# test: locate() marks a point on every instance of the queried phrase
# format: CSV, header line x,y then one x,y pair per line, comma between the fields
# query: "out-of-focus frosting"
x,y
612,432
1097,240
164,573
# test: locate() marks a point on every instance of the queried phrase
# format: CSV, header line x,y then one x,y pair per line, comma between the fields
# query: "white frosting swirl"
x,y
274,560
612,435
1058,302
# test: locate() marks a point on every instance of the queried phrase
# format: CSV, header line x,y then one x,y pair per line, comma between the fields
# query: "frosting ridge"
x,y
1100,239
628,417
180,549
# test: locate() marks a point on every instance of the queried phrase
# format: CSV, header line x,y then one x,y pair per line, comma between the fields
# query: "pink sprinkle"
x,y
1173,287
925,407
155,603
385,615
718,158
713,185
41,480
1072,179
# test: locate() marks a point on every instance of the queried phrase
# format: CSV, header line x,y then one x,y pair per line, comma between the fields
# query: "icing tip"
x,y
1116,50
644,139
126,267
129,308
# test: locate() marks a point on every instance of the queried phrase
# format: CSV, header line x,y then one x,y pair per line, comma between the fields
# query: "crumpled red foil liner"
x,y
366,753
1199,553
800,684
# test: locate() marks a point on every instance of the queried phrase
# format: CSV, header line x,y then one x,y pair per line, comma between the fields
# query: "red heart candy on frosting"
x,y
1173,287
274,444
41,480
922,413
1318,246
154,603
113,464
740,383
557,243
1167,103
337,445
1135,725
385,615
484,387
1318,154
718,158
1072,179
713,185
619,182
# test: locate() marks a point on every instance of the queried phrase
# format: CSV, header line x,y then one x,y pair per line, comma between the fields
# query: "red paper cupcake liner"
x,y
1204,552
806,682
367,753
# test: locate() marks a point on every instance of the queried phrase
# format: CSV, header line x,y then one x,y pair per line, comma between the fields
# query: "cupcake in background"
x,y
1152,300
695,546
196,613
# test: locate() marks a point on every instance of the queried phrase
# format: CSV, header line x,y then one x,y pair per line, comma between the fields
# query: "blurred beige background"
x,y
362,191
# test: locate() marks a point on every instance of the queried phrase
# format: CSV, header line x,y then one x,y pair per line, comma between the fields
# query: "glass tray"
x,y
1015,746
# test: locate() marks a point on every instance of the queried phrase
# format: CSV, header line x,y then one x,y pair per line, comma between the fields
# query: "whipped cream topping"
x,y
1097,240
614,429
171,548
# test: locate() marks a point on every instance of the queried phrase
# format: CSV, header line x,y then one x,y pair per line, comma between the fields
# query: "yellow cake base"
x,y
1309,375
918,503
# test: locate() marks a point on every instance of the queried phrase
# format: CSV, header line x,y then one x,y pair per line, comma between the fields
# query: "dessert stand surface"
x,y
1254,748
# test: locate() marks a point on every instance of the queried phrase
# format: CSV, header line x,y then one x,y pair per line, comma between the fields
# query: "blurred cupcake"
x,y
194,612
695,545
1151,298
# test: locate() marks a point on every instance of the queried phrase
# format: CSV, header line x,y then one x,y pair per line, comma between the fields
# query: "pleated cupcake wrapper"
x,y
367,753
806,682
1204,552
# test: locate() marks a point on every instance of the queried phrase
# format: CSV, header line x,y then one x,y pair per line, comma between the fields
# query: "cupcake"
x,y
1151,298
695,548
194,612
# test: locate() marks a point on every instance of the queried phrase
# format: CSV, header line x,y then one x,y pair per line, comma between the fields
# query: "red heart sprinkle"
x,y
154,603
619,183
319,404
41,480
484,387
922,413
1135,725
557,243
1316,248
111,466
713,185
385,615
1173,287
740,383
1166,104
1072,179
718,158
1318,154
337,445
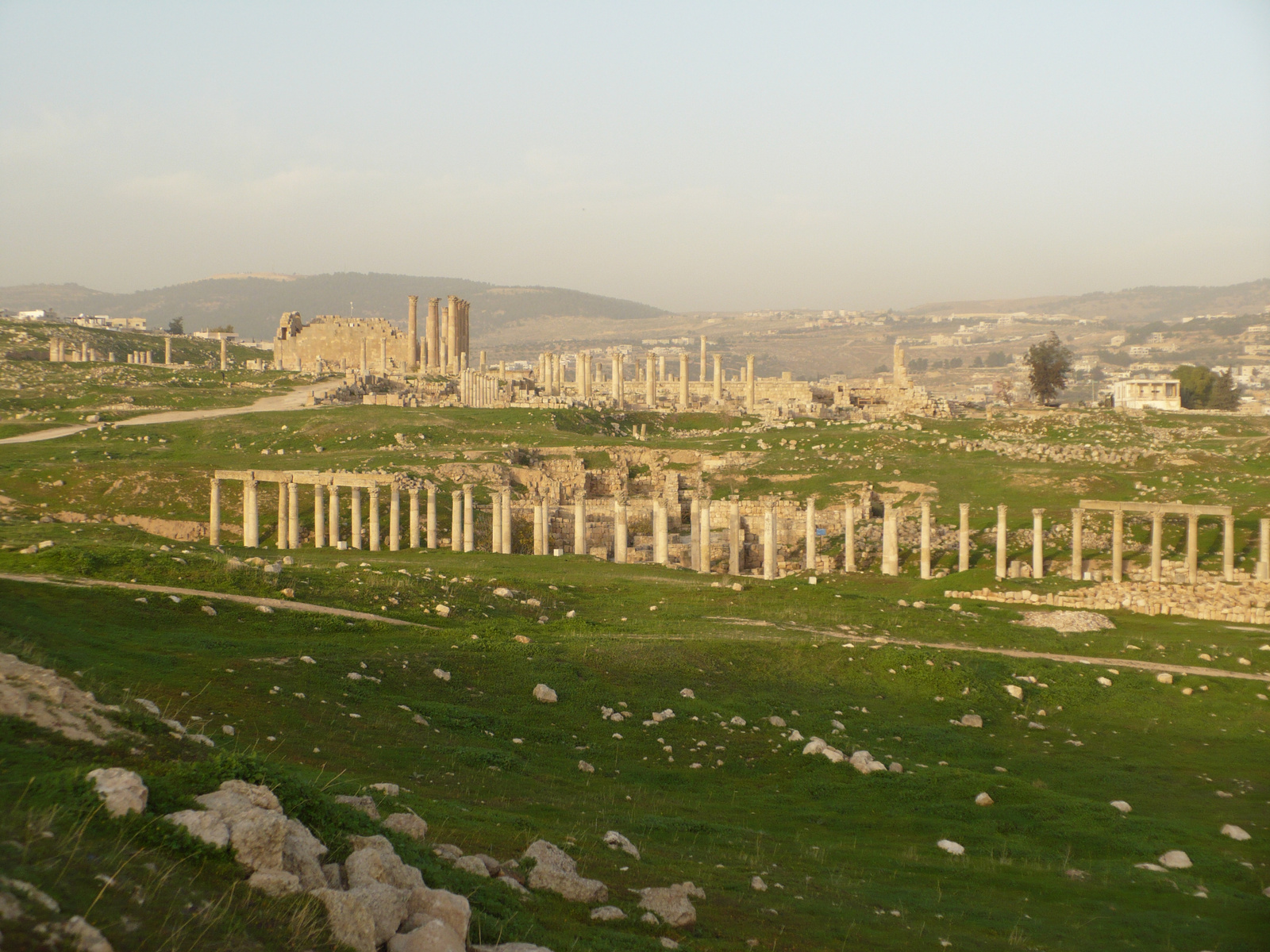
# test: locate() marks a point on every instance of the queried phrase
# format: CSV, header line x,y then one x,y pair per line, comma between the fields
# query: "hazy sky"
x,y
687,155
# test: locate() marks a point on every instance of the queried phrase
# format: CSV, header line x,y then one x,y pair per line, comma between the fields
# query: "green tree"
x,y
1048,367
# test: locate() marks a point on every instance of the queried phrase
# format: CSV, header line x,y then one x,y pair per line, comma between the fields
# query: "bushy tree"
x,y
1048,367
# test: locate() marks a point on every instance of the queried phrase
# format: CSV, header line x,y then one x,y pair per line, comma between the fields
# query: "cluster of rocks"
x,y
1240,603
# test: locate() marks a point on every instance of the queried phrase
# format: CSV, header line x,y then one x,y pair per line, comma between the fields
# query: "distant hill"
x,y
254,302
1134,305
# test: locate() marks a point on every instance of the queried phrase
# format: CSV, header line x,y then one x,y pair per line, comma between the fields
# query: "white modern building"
x,y
1141,393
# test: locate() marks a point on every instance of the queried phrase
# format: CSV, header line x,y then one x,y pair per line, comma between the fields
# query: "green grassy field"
x,y
850,861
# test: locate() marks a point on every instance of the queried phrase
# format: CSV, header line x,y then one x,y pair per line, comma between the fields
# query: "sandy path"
x,y
198,593
291,400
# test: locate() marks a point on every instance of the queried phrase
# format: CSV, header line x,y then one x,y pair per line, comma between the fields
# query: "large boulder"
x,y
672,903
556,871
408,825
124,791
433,936
438,904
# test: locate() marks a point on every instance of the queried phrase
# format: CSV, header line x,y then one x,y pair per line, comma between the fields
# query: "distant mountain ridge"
x,y
254,302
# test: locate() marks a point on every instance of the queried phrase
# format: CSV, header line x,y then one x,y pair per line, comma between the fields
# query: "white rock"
x,y
124,791
544,693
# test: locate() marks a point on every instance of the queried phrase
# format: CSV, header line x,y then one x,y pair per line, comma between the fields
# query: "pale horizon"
x,y
698,159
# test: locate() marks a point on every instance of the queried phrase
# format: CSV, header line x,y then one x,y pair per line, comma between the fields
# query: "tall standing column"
x,y
579,522
507,522
319,518
432,514
1003,541
926,541
963,537
1038,543
620,530
849,539
734,536
1193,549
1229,547
432,334
469,520
412,329
214,524
704,559
1077,545
395,518
1117,545
1157,545
283,514
694,531
292,516
810,535
251,516
768,539
333,518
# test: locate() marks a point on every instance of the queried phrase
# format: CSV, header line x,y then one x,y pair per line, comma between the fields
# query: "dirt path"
x,y
291,400
224,597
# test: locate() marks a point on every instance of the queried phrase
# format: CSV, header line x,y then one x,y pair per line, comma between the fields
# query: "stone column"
x,y
1157,543
292,516
810,562
251,516
283,514
432,334
412,329
849,539
395,520
889,541
432,516
1229,547
926,539
963,560
1077,545
579,522
319,518
507,522
620,530
704,559
734,536
333,518
214,524
1038,543
469,520
1191,549
694,532
1003,543
768,539
1264,552
1117,545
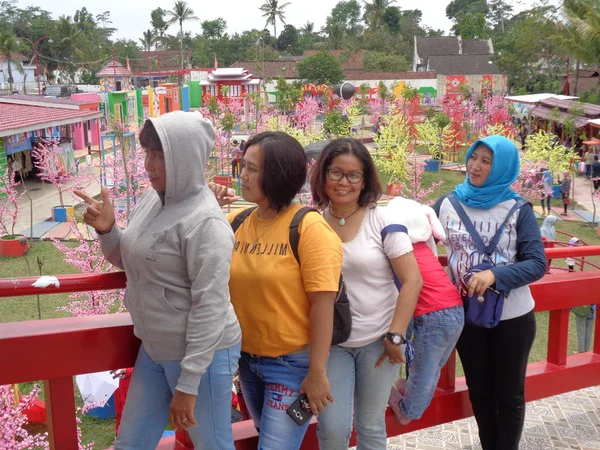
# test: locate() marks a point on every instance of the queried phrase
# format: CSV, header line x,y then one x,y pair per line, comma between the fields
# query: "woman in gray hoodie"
x,y
176,252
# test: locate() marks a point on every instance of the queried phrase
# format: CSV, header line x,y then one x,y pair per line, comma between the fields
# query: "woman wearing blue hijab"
x,y
495,359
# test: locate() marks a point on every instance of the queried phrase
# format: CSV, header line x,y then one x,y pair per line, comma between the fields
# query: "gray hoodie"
x,y
177,257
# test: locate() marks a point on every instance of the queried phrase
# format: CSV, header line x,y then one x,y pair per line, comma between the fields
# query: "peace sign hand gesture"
x,y
99,215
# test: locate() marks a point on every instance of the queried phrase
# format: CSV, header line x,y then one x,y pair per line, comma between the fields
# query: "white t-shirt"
x,y
369,278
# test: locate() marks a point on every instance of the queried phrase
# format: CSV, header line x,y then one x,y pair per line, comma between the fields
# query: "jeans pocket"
x,y
298,362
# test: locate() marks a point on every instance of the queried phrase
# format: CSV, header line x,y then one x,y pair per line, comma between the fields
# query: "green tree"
x,y
348,13
8,49
374,12
159,24
180,13
584,15
457,7
336,33
499,12
392,18
273,11
288,40
148,40
214,29
322,68
472,26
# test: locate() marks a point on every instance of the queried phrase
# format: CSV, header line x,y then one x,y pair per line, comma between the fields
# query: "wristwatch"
x,y
396,338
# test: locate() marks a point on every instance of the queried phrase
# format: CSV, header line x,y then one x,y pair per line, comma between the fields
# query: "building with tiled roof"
x,y
114,77
458,62
18,119
31,100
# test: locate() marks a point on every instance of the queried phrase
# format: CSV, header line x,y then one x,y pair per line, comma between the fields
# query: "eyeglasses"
x,y
337,175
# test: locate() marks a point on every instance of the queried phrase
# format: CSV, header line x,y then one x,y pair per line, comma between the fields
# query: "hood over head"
x,y
187,140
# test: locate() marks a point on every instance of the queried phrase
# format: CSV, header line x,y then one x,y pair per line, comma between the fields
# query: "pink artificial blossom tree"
x,y
9,203
13,435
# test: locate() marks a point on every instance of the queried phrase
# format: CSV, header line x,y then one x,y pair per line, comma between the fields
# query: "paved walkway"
x,y
566,421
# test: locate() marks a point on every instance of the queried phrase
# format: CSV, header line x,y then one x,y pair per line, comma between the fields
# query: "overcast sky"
x,y
132,17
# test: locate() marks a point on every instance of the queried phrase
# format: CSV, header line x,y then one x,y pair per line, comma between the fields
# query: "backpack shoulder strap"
x,y
392,228
239,219
491,248
462,214
295,230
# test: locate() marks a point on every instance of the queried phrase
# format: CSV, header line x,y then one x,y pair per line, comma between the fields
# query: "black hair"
x,y
149,138
372,186
283,168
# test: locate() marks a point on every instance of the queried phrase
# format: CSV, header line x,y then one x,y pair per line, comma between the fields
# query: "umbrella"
x,y
96,388
314,150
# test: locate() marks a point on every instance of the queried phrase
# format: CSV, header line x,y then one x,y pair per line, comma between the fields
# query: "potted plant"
x,y
393,147
544,148
11,243
53,169
431,134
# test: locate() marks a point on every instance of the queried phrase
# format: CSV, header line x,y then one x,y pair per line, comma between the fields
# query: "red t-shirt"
x,y
438,292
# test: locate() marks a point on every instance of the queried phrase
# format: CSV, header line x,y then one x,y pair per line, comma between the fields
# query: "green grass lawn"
x,y
16,309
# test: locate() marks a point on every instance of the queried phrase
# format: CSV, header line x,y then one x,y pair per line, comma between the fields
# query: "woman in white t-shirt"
x,y
346,187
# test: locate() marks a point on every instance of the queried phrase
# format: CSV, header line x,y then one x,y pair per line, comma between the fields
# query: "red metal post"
x,y
558,332
60,410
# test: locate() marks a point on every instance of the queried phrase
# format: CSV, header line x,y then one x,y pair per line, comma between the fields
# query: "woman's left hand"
x,y
318,390
480,281
391,351
181,414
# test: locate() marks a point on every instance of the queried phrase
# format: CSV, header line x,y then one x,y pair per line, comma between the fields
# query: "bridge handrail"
x,y
78,345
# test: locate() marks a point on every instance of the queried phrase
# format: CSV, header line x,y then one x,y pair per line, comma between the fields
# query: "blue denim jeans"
x,y
146,412
435,336
270,386
357,386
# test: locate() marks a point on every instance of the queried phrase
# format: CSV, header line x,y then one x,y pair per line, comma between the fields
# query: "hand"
x,y
479,282
395,353
181,414
223,195
317,388
99,215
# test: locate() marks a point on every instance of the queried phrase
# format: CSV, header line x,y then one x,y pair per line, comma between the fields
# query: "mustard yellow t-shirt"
x,y
269,288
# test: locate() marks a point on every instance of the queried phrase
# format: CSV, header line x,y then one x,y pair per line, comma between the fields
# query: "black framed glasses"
x,y
337,175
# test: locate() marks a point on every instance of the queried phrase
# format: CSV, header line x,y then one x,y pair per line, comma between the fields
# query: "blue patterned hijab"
x,y
496,188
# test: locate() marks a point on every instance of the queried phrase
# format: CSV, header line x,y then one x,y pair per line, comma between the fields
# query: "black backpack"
x,y
342,319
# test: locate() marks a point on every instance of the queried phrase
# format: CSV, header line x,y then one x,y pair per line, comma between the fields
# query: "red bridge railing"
x,y
67,347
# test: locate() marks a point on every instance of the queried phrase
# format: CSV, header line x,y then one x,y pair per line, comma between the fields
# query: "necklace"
x,y
342,220
266,229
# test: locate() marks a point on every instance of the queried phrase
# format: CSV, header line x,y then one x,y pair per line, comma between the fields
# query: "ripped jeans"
x,y
269,386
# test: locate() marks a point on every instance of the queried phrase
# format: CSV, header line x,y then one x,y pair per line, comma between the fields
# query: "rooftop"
x,y
463,65
16,119
114,68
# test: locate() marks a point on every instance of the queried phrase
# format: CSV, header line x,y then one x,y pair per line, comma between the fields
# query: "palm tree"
x,y
374,12
148,40
181,12
8,49
335,34
272,11
582,34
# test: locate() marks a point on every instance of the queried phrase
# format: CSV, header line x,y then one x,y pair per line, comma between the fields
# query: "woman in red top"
x,y
438,318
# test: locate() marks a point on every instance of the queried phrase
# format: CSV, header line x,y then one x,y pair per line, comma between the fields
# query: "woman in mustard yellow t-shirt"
x,y
285,309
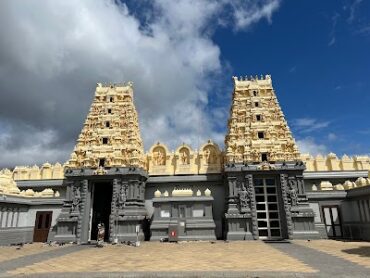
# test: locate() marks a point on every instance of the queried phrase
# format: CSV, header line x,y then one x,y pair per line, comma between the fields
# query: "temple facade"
x,y
258,187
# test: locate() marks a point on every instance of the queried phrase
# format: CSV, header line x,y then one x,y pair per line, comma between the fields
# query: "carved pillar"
x,y
284,193
232,206
252,196
113,229
83,187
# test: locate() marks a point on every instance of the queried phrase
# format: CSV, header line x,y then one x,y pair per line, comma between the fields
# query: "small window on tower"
x,y
264,156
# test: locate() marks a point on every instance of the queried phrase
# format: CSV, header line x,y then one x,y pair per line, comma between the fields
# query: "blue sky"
x,y
181,55
318,53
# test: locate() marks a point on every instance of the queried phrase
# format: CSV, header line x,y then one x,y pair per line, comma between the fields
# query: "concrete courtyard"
x,y
298,258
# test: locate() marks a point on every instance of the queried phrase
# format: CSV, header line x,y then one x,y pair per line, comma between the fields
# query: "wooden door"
x,y
42,226
332,221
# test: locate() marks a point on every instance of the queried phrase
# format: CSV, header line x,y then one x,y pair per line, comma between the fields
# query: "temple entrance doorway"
x,y
267,205
101,208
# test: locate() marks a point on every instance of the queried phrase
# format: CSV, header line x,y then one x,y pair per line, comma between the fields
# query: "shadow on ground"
x,y
363,251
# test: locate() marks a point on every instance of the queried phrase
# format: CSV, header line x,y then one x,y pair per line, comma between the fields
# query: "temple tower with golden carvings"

====

=== Objective ===
Pull out each line of the records above that contains the word "frosting", treating uppercase and lowercase as different.

=== Full solution ===
# query: "out-of-focus frosting"
# query: "white frosting swirl"
# query: "frosting ridge"
# query: "red heart candy on frosting"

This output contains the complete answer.